» What needs to be done
Your task is to write out exactly the lines from the line containing "like point(10, 67)." through the end of the records, inclusive at both ends.

Start Data lines

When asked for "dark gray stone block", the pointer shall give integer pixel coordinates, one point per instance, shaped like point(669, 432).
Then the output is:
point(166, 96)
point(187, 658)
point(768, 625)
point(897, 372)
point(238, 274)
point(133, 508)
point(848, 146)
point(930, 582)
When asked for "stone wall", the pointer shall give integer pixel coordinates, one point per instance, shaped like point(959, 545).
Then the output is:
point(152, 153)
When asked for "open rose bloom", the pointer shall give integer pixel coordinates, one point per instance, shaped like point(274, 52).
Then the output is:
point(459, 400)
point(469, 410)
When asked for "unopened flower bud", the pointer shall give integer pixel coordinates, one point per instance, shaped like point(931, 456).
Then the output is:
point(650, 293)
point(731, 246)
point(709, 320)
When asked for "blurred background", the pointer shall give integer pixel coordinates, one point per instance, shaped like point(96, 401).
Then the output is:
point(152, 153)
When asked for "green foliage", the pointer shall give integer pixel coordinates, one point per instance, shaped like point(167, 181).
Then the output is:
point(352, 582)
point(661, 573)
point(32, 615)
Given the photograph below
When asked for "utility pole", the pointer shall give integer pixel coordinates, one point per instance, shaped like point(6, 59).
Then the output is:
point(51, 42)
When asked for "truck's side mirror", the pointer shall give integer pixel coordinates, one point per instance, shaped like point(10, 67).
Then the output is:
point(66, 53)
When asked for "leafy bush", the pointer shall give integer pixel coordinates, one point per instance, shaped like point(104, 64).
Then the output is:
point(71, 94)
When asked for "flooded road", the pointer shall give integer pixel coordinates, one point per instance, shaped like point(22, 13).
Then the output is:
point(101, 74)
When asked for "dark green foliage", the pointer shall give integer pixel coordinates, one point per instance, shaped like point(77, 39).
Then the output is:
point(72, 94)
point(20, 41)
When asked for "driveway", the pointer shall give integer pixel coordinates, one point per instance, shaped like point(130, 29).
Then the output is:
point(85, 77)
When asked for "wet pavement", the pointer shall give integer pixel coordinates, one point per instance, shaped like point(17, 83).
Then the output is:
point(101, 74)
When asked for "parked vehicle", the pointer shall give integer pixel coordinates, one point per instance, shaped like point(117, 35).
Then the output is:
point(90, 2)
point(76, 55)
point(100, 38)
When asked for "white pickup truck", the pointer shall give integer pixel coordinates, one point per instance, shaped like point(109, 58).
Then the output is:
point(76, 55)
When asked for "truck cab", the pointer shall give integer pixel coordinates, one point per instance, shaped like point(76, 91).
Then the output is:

End Data lines

» Solution
When asked for "truck's side mirror", the pointer shall give integer pixel coordinates, one point per instance, shaped like point(10, 67).
Then the output is:
point(66, 53)
When asked for "leafy bush", the pointer shall give integer pixel coordinates, one point per instance, shaped like point(104, 64).
Then the output is:
point(71, 94)
When asked for "flooded road", the pointer shall give integer pixel coordinates, one point per instance, shaped like point(22, 13).
Then the output is:
point(101, 74)
When asked for "dark green foliage", the pointer shall give integer pixel coordinates, one point per instance, shaped like point(77, 39).
Then the output is:
point(72, 94)
point(20, 41)
When asked for "driveway", the pointer shall give integer pixel coordinates, one point per instance, shaped like point(130, 29).
Then the output is:
point(85, 77)
When asked for "wet pavement", the pointer shall give integer pixel coordinates, one point per instance, shaped like point(17, 83).
Then the output is:
point(101, 74)
When asked for "parked vehicle", the pointer shall give integer pixel coordinates, one point per instance, shaped like point(117, 35).
Then the output is:
point(90, 2)
point(76, 55)
point(100, 38)
When asked for "white pickup truck", the pointer shall give integer pixel coordinates, one point per instance, shaped like point(109, 58).
Then the output is:
point(76, 55)
When asked for "truck cab", the pointer shall give integer pixel coordinates, one point per instance, shaped like point(76, 91).
Then the output is:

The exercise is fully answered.